> Source data
==============================
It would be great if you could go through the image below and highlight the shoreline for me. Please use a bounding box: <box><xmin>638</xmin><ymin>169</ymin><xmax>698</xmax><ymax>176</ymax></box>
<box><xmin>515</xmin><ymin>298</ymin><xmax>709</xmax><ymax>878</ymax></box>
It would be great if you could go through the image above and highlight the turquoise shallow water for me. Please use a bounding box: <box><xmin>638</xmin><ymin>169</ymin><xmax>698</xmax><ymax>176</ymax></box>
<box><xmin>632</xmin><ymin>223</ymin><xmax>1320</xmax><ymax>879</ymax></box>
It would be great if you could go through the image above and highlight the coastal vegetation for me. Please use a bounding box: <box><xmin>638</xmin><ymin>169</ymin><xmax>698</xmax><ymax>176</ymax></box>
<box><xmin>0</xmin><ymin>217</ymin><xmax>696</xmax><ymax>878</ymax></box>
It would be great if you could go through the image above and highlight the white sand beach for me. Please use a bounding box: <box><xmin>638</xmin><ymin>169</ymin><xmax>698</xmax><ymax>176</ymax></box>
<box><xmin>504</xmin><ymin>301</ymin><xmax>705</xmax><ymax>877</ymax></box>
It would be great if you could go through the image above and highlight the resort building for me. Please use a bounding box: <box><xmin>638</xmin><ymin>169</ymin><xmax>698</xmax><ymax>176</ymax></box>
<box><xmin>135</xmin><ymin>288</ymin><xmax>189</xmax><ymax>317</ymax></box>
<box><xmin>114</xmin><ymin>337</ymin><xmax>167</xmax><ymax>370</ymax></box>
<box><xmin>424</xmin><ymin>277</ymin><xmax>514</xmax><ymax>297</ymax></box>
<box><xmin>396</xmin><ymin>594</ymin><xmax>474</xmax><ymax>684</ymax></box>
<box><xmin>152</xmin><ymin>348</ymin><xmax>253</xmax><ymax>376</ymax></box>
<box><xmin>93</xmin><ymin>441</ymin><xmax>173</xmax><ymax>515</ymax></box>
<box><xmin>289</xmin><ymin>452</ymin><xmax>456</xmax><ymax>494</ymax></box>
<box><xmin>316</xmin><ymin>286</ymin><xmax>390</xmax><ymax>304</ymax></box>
==============================
> What is required
With nothing omitted, set down all of the records again.

> Response
It would be great if you could go through the image below and highlight the shoreline for me. Please use a bounding box: <box><xmin>638</xmin><ymin>169</ymin><xmax>698</xmax><ymax>176</ymax></box>
<box><xmin>515</xmin><ymin>298</ymin><xmax>709</xmax><ymax>878</ymax></box>
It would be great if you could go through the image above and highlight the turquoise shallow water for me. Please use a bounding box: <box><xmin>638</xmin><ymin>169</ymin><xmax>698</xmax><ymax>176</ymax></box>
<box><xmin>632</xmin><ymin>223</ymin><xmax>1320</xmax><ymax>879</ymax></box>
It would be great if you could go through the image above and highlight the coastal vegetation for me. Please use a bounding box: <box><xmin>638</xmin><ymin>169</ymin><xmax>698</xmax><ymax>176</ymax></box>
<box><xmin>0</xmin><ymin>217</ymin><xmax>696</xmax><ymax>878</ymax></box>
It would be great if you could go through the image above and highlight the white sand beach for me. Please use a bounding box: <box><xmin>638</xmin><ymin>169</ymin><xmax>698</xmax><ymax>176</ymax></box>
<box><xmin>504</xmin><ymin>301</ymin><xmax>705</xmax><ymax>877</ymax></box>
It would be great if you could go through the image above and highlight the resort building for me. Please use a bounding box: <box><xmin>638</xmin><ymin>169</ymin><xmax>698</xmax><ymax>176</ymax></box>
<box><xmin>135</xmin><ymin>288</ymin><xmax>189</xmax><ymax>317</ymax></box>
<box><xmin>114</xmin><ymin>337</ymin><xmax>167</xmax><ymax>370</ymax></box>
<box><xmin>424</xmin><ymin>277</ymin><xmax>514</xmax><ymax>297</ymax></box>
<box><xmin>396</xmin><ymin>594</ymin><xmax>474</xmax><ymax>684</ymax></box>
<box><xmin>152</xmin><ymin>348</ymin><xmax>253</xmax><ymax>376</ymax></box>
<box><xmin>93</xmin><ymin>441</ymin><xmax>173</xmax><ymax>515</ymax></box>
<box><xmin>289</xmin><ymin>452</ymin><xmax>456</xmax><ymax>494</ymax></box>
<box><xmin>316</xmin><ymin>286</ymin><xmax>390</xmax><ymax>304</ymax></box>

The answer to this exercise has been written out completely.